**Görev 1**
Kayıtlarda "of the orange" ifadesinin geçtiği satırdan başlayıp kayıtların sonuna kadar uzanan bölümü, baştaki ve sondaki satırlar da dahil olmak üzere, hiçbir şeyi değiştirmeden yeniden yazın.

Paylaş
Hava buz gibi. Sanırım sıfırın altında 10 veya 20’lerde olabilir. Bunu nereden anlıyorum. Burnumu ve parmaklarımın ucunu hissetmiyorsam muhakkak en az eksi 10 civarı bir sıcaklık var. Ama hava öyle temiz ve berrak ki… Üzerimde illa ki kalın şeyler olmasa da üşümüyorum. Neden üşeyim ki, gecenin karanlığını mekânların içinden gelen ateşlerin alevi aydınlatarak içimi ısıtıyor. İçim cayır cayır. O odun çıtırtıları kulağımı romantik bir beste gibi tırmalıyor ve beni ipnotize ediyorken üstelik gökyüzünü ay bu kadar sarmışken nasıl çok soğuk hissedebilirim. Dişlerimin birbirine vurmasına engel olamazsam da içim beyaz ve parlak bir umutla dolu. Kalbimin atışı kulaklarımda. Heyecanımın nedenini ilk başta çözemiyorum. Sık yaşadığım bir duygu değil oysaki. Ama içim kıpır kıpır. Gözlerimin yansıttığı ışık demiri bile keser. Aklım başka yerlerde… Hep güzellikler aklıma geliyor. Ve bunun için şükrediyorum. Vücudum direk misali her zamankinden daha fazla dik. Elimde Çin malı bir şemsiye, duruyorum.

**Alıştırma Kayıtları**
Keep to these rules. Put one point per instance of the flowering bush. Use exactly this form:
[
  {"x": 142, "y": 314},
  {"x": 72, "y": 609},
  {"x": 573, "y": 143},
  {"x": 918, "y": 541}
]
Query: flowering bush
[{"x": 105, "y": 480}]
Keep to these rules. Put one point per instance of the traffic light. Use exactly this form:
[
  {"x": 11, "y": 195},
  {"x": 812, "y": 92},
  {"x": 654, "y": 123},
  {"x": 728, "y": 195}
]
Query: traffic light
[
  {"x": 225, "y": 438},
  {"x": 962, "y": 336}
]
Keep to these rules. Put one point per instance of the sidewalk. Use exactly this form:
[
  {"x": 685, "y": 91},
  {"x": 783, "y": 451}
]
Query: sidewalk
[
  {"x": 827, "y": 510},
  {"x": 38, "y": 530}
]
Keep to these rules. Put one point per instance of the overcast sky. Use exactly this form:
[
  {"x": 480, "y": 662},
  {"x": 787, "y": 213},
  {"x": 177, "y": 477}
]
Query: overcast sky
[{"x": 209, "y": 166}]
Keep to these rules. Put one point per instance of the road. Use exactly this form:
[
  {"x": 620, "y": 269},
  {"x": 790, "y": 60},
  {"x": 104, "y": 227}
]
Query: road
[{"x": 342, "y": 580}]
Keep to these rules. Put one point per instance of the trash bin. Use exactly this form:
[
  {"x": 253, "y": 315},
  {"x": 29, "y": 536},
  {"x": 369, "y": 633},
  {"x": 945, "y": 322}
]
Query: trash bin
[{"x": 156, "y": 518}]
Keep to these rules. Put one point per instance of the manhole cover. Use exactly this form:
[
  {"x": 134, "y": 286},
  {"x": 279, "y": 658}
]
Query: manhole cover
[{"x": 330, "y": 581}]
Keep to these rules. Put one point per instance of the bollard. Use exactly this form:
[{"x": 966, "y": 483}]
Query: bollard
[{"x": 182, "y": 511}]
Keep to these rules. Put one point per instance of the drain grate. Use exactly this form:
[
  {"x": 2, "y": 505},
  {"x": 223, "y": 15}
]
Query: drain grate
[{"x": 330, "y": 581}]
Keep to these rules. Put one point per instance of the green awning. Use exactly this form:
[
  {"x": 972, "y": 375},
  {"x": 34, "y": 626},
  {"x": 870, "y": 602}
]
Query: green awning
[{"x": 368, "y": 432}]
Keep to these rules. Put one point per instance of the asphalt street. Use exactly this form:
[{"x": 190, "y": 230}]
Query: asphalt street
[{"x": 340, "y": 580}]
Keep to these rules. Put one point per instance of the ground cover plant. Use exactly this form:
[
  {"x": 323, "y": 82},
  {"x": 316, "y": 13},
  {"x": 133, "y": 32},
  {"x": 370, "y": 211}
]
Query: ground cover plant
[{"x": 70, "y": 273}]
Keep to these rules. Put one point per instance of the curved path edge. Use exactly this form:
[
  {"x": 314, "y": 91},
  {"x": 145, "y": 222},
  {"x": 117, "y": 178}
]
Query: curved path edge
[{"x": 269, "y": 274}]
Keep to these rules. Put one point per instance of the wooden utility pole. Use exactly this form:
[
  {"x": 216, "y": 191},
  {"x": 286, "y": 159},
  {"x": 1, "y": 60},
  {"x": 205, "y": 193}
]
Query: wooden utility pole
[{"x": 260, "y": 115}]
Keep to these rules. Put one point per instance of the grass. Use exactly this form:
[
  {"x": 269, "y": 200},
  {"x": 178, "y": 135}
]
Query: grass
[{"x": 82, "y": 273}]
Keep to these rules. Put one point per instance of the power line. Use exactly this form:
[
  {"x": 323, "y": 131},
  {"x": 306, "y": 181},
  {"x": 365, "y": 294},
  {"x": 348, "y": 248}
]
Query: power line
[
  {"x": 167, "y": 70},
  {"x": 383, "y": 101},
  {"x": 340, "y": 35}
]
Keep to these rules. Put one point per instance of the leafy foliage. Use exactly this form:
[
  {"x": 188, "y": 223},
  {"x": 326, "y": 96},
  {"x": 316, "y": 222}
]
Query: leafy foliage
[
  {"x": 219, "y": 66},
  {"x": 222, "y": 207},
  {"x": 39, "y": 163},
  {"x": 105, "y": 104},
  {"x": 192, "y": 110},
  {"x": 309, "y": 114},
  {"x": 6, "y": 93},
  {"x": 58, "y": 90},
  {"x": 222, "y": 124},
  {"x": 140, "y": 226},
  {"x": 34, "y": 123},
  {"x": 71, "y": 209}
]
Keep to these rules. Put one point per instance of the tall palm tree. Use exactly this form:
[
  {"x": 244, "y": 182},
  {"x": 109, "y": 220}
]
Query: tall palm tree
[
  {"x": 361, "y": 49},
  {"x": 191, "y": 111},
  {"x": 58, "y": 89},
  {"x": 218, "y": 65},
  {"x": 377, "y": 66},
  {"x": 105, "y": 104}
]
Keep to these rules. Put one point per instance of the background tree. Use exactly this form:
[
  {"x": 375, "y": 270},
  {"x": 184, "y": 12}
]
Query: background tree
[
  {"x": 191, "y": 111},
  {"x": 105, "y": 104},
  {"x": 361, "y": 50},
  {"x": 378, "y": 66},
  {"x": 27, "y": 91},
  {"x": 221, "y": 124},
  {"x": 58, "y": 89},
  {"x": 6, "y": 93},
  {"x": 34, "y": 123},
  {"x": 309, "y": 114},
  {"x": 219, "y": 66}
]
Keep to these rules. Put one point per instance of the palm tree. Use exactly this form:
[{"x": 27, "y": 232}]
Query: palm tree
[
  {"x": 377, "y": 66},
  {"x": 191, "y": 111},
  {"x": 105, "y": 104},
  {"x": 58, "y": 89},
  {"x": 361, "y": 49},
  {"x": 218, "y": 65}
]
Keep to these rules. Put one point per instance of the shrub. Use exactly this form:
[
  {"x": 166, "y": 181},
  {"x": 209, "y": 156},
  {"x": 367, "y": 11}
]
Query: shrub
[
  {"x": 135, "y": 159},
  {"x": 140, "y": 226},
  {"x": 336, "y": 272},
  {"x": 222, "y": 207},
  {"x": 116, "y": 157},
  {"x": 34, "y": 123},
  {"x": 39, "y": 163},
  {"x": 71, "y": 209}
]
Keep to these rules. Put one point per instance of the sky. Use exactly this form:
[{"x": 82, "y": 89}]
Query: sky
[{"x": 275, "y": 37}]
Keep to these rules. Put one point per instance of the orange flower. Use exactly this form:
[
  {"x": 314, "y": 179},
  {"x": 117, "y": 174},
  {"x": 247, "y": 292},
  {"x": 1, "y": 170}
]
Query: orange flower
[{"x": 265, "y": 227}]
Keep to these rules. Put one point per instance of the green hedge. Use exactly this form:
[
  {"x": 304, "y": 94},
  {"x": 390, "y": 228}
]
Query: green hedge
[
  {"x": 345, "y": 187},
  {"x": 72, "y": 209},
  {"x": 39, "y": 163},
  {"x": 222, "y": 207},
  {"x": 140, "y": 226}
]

**Görev 2**
Verilen metinde anlatıcı, havanın en az eksi 10 derece civarında olduğunu neye bakarak anlıyor? Bir ila üç cümleyle açıklayın.

**Yazılı Cevap 1**
Keep to these rules. Put one point per instance of the orange flower. Use exactly this form:
[
  {"x": 314, "y": 179},
  {"x": 117, "y": 174},
  {"x": 247, "y": 292},
  {"x": 1, "y": 170}
]
Query: orange flower
[{"x": 265, "y": 227}]
Keep to these rules. Put one point per instance of the green hedge. Use exactly this form:
[
  {"x": 304, "y": 94},
  {"x": 390, "y": 228}
]
Query: green hedge
[
  {"x": 345, "y": 187},
  {"x": 72, "y": 209},
  {"x": 39, "y": 163},
  {"x": 222, "y": 207},
  {"x": 140, "y": 226}
]

**Yazılı Cevap 2**
Anlatıcı burnunu ve parmaklarının ucunu hissetmiyorsa havanın en az eksi 10 civarında olduğunu düşünüyor. Yani sıcaklığı bu his kaybına bakarak tahmin ediyor.